YOUR GOAL
Print every line of the entries below word for word, leaving out the pictures.

DATA SHOWN
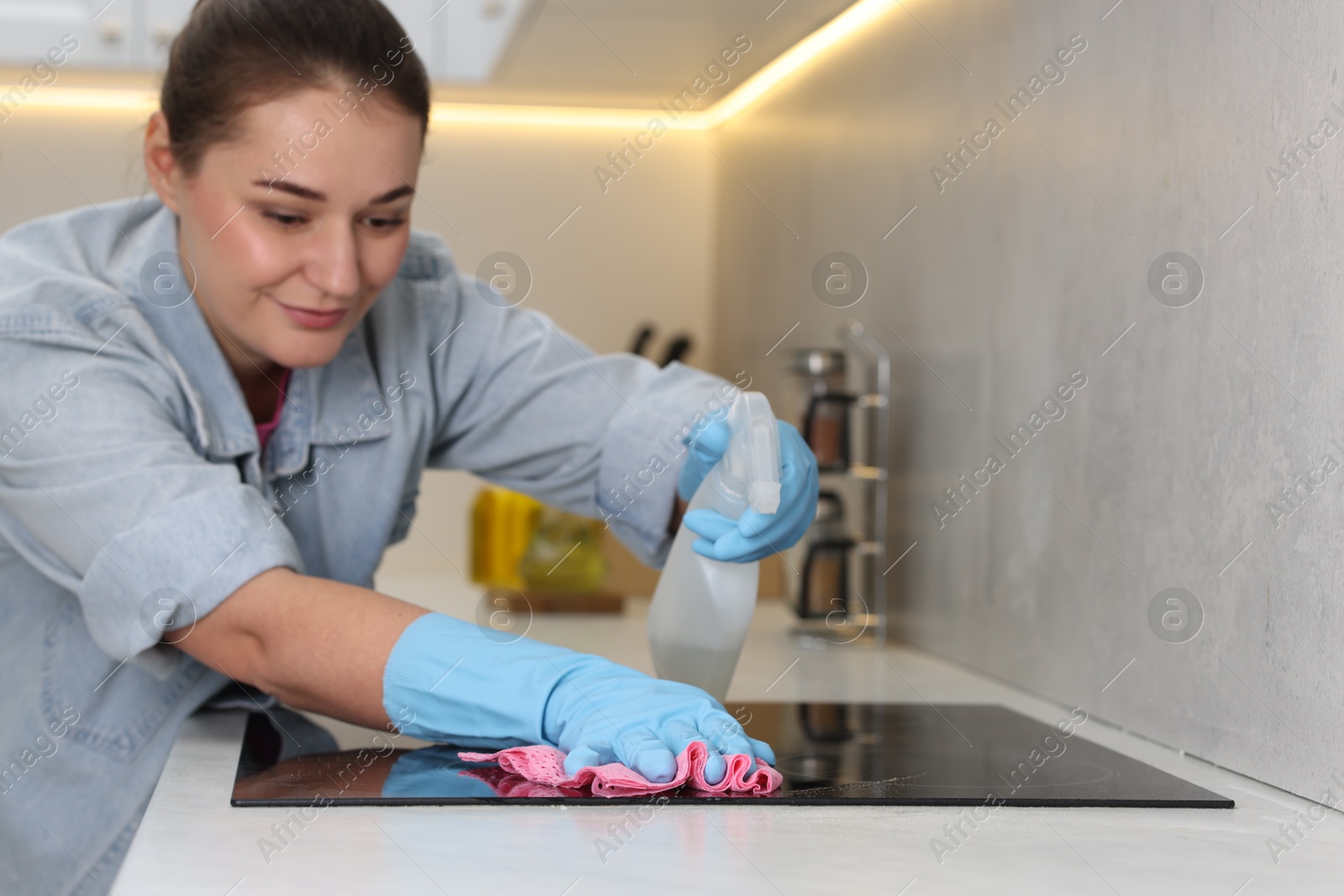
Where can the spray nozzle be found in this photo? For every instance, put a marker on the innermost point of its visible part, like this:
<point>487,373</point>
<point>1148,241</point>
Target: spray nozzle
<point>752,464</point>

RESPONSE FOR THIS EXERCISE
Where can the spray nozzle be found in this photo? For every instance, put a marker on the innermost point of its visible part, like this:
<point>487,373</point>
<point>1148,241</point>
Target: spray nozzle
<point>752,464</point>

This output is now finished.